* Texte sélectionné:

No man’s land, Oded Ruskin

Un no man’s land ou une bande de terre neutre, là où personne ne s’aventure au risque de trouver la mort. Si Antoine s’y engage, lui, c’est pour trouver la vie.

Sa sœur, Anna, est morte dans un attentat au Caire plusieurs années plus tôt. D’elle, il ne reste plus qu’un dossier l’identifiant comme telle, une lettre adressée à son frère et un sac à main rempli de bibelots comme le sont les besaces des filles. Il a fait son deuil comme il a pu, se rafistolant au gré du vent et des expériences, mais l’ombre de cette archéologue qu’il aimait tant plane toujours sur ses pensées. Quand il aperçoit quelques images de Syrie où des combattantes kurdes sont en arrière-plan, il s’arrête, reste comme sur pause. Ce mouvement de poignet, cette manière d’entortiller ses cheveux couleur de blé en un petit chignon – c’est Anna, ce ne peut-être qu’elle. Incapable de passer outre cette hallucination, d’oublier ces bribes de reportage et cet éclat de lumière blonde dans toute cette poussière du désert, il part, quitte les siens, pour une quête sans fin. De Turquie, il arrivera en Syrie et de causes en conséquences, se trouvera pris dans la lutte contre Daesh, le spectateur sur ses talons.

En huit épisodes de trois-quarts d’heure chacun, No man’s land, réalisée par Oded Ruskin, nous emmène au plus près des combats mais sans jamais s’approcher de la chronique de guerre. Les scénaristes Maria Feldman, Eitan Mansuri, Ron Leshem et Amit Cohen insufflent une humanité hors du commun à ces affrontements qui nous semblent si lointains. Les femmes kurdes amènent à cette série leur détermination et, parfois, un sourire éclaire leurs prunelles dures et obstinées, leur peau café au lait recouverte de sable. Antoine, incarné par un Félix Moati touchant, porte au départ son regard naïf et déboussolé d’Européen sur ces batailles qui semblent si vaines, son regard plein d’espoir qui fouille les visages pour reconnaître quelque part les traits de Mélanie Thierry – sa sœur. Des flashbacks permettent peu à peu de comprendre, apportent des éclaircissements et un peu de douceur à la dureté ambiante et aux corps sans vie. Anna et Antoine, leur passé exploré tour à tour, comme autant de rayons de soleil sur ces paysages aux teintes sépia, poussiéreux et empli de cris guerriers. De l’autre côté du no man’s land qui, au fond, n’existe pas réellement, trois Anglais qui ont rejoint les rangs de Daesh, qui ont une histoire et une douleur. La nuance est donc de mise dans cette série intelligente et bien menée, addictive et pleine d’émotion.

* Consigne 1: D'après la critique de la série, en combien d'épisodes se déroule No man's land, et quelle est leur durée ?

* Listing fourni:

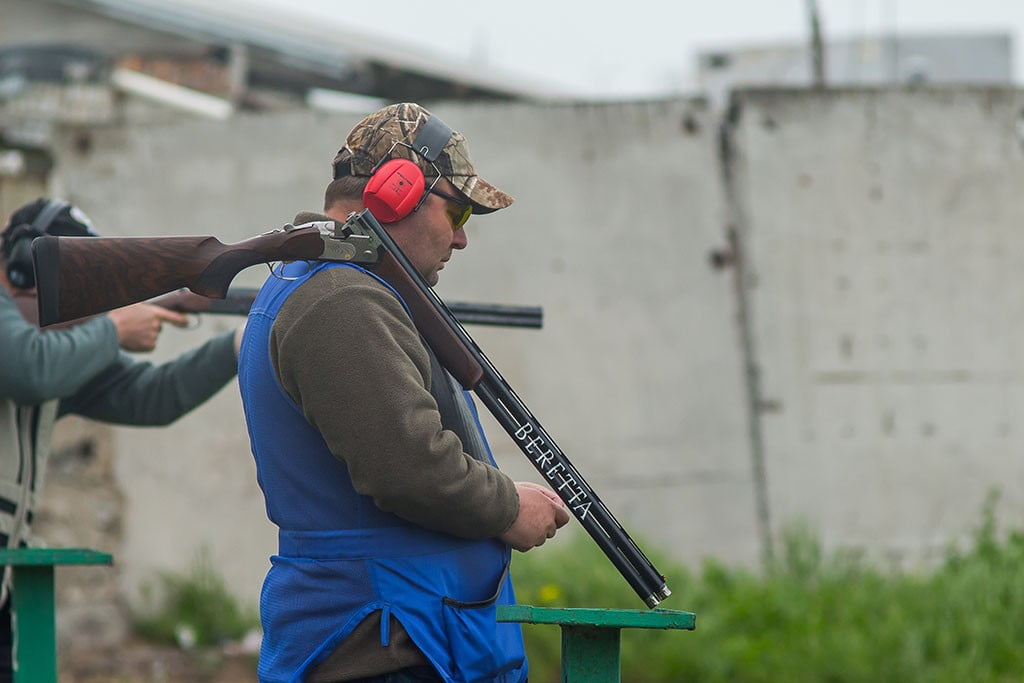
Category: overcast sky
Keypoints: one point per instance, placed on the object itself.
(640, 47)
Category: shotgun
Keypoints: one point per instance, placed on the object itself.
(240, 299)
(67, 269)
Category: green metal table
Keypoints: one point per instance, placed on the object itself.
(590, 637)
(36, 655)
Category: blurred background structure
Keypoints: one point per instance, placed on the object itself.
(788, 292)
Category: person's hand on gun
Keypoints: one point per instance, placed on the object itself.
(541, 514)
(139, 325)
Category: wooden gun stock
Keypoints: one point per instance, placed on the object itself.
(80, 276)
(94, 274)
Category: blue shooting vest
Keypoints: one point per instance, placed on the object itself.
(341, 558)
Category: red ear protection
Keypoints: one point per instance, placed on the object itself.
(394, 189)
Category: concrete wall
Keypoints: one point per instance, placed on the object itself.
(884, 245)
(876, 327)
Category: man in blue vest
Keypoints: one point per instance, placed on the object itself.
(396, 527)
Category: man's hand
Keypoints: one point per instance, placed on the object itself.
(139, 325)
(541, 514)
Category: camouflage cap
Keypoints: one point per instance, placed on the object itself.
(373, 140)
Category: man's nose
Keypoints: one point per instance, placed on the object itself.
(459, 239)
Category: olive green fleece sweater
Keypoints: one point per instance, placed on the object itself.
(346, 352)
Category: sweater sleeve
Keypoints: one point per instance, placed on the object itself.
(132, 392)
(347, 353)
(39, 366)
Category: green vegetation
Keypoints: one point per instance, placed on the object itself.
(808, 619)
(194, 610)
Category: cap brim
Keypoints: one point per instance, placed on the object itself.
(483, 196)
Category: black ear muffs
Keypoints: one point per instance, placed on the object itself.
(20, 271)
(396, 186)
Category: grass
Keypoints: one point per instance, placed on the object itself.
(195, 609)
(810, 617)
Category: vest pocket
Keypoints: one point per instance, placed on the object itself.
(481, 648)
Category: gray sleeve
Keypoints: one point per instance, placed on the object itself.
(132, 392)
(350, 357)
(39, 366)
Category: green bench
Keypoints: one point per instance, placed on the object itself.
(36, 655)
(590, 637)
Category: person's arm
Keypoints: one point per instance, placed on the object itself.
(133, 392)
(40, 366)
(347, 353)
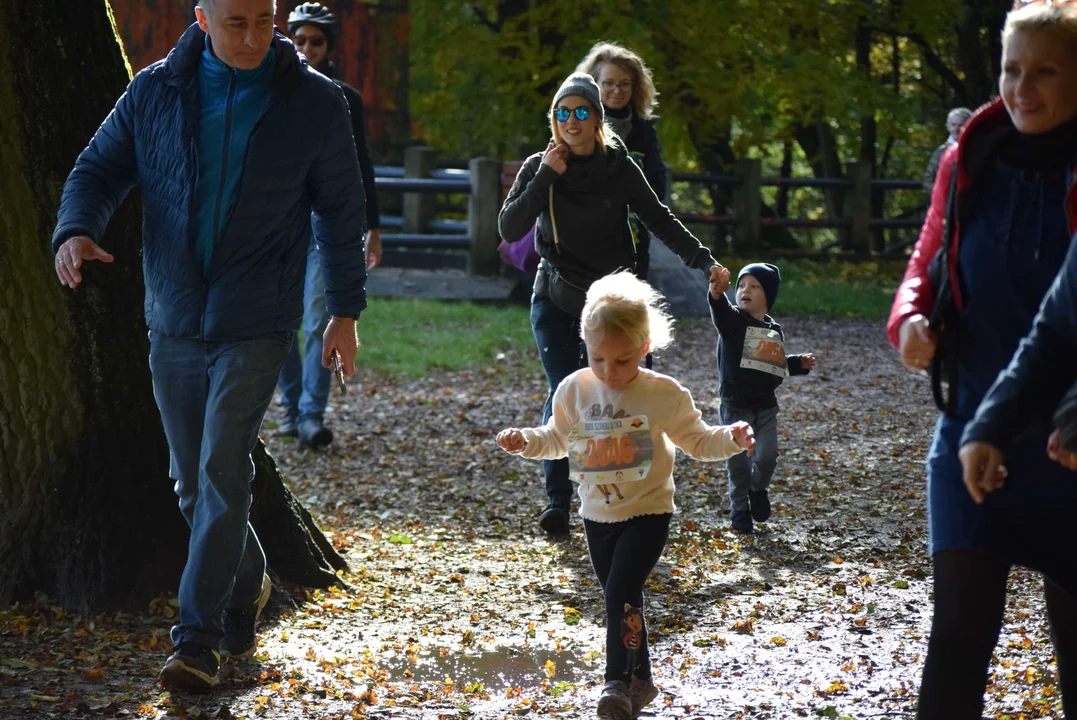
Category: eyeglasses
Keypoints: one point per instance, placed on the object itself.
(582, 113)
(313, 41)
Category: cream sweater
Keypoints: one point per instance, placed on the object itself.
(620, 443)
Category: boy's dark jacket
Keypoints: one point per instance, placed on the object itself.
(744, 387)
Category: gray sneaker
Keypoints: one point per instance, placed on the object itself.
(614, 703)
(640, 693)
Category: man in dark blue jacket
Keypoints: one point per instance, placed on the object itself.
(240, 151)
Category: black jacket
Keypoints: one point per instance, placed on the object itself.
(739, 386)
(359, 131)
(591, 203)
(1043, 370)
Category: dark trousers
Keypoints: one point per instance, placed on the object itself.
(969, 602)
(624, 554)
(562, 352)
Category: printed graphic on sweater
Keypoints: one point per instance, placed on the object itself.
(765, 351)
(611, 450)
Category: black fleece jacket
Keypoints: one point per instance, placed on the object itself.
(744, 387)
(591, 203)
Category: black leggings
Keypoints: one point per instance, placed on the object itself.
(623, 554)
(969, 602)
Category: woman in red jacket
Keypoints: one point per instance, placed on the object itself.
(1003, 211)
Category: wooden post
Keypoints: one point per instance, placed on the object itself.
(419, 208)
(747, 205)
(484, 205)
(858, 206)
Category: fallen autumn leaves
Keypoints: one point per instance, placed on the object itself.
(460, 608)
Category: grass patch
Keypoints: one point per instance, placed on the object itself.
(411, 336)
(835, 290)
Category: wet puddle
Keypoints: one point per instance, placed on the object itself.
(495, 669)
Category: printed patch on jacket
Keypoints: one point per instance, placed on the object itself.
(765, 351)
(610, 450)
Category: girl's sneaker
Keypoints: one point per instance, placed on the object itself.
(614, 703)
(640, 694)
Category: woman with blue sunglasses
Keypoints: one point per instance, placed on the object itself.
(577, 195)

* Consigne 2: Recopiez tel quel le passage du listing qui va de la ligne contenant "Category: boy's dark jacket" jusqu'à la fin du listing, ces deux bornes incluses.

* Réponse finale 1: En huit épisodes de trois quarts d'heure chacun.

* Réponse finale 2:
Category: boy's dark jacket
Keypoints: one point per instance, placed on the object itself.
(744, 387)
Category: gray sneaker
Keypoints: one point per instance, placed on the object itself.
(614, 703)
(640, 693)
Category: man in dark blue jacket
Keypoints: one point per instance, placed on the object itself.
(240, 151)
Category: black jacket
Keypoints: one point per instance, placed on the object itself.
(739, 386)
(359, 131)
(591, 203)
(1043, 370)
Category: dark trousers
Keypoints: one point per instance, placed on the object itself.
(969, 602)
(624, 554)
(562, 352)
Category: printed graphic on sweater
Keypoints: one point per instance, placed on the object itself.
(765, 351)
(611, 450)
Category: black fleece jacket
Keypoints: one point per instance, placed on the object itself.
(744, 387)
(591, 203)
Category: black leggings
Keypoints: one point per instance, placed on the object itself.
(623, 554)
(969, 602)
Category: woman in red jacket
Keypoints: one point per instance, placed on the object itself.
(1003, 211)
Category: wooden post
Keypoints: one point per instance, placed on the object itself.
(419, 208)
(747, 205)
(484, 205)
(858, 206)
Category: fallen autumn leaves
Keypoints: one point per instance, placed on the object itself.
(460, 608)
Category: grass patch
Keypoints: one point per instance, placed on the object itself.
(411, 336)
(835, 290)
Category: wet puddle
Keypoints: one point per instance, placed on the object itself.
(495, 669)
Category: printed patch on jacket
Keypoints: one point per instance, placed on the object itself.
(765, 351)
(610, 450)
Category: girl's sneaker
Keypoints: one point per instance, placed on the object itself.
(614, 703)
(640, 694)
Category: woman with blue sunglasses
Keypoints: one point per instance, placed on the object itself.
(577, 195)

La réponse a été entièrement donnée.